*Exercise requirements*. Print every item below word for word, leaving out the pictures.

- - - - -

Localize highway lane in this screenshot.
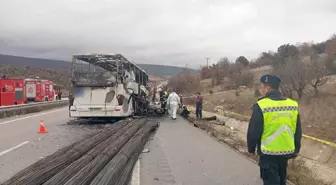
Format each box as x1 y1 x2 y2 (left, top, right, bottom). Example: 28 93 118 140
0 107 96 182
136 118 262 185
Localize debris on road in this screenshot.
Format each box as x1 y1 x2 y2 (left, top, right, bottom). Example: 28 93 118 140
3 118 158 185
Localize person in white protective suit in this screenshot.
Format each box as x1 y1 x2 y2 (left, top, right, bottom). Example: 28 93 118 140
167 92 180 120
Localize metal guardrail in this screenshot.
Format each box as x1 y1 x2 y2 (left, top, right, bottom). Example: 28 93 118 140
0 100 69 111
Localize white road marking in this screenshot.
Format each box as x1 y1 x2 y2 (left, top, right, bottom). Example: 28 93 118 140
0 108 65 125
130 159 140 185
0 141 29 156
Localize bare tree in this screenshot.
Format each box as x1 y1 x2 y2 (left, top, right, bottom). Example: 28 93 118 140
231 71 254 88
310 56 329 96
273 57 312 99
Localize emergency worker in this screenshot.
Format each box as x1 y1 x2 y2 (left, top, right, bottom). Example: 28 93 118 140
247 75 302 185
181 105 190 118
167 91 180 120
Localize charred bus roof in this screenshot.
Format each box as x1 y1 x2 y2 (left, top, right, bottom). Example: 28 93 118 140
73 53 147 75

- - - - -

*Answer to this problem*.
Localize highway lane in this screenshot.
Format each box as x1 y1 x2 y2 (left, top, right, bottom). Example: 28 93 118 140
0 107 96 182
136 118 262 185
Localize debris on road in this screenshot.
Format each box as x1 y1 x2 y2 (left, top, right, bottom). Example: 28 93 118 140
3 118 158 185
Localize person in white protective suit in this screenshot.
Format each box as x1 y1 x2 y2 (left, top, right, bottom). Example: 28 93 118 140
167 92 180 120
Localize metal guardrail in this screenshot.
Format each box as x1 y1 x2 y2 (left, top, right, bottom). Example: 28 93 118 140
0 100 69 111
Localize white road marking in this screenshot.
Format each box as x1 y1 x2 y2 (left, top, right, bottom). Example: 28 93 118 140
0 108 65 125
130 159 140 185
0 141 29 156
Localize bare tree in this screenshot.
Format each box as x1 y1 x2 y2 (left, top, right, bottom). Example: 28 93 118 140
231 71 254 88
310 56 329 96
273 57 312 99
Localize emergency worker in this screenshot.
Format each box as x1 y1 x2 y2 (left, top, right, bottom). Example: 28 93 118 140
247 75 302 185
181 105 190 118
167 91 180 120
Localize charred bus roof in this screenshot.
Format each box as x1 y1 x2 y2 (left, top, right, bottom). Example: 28 93 118 140
73 53 147 75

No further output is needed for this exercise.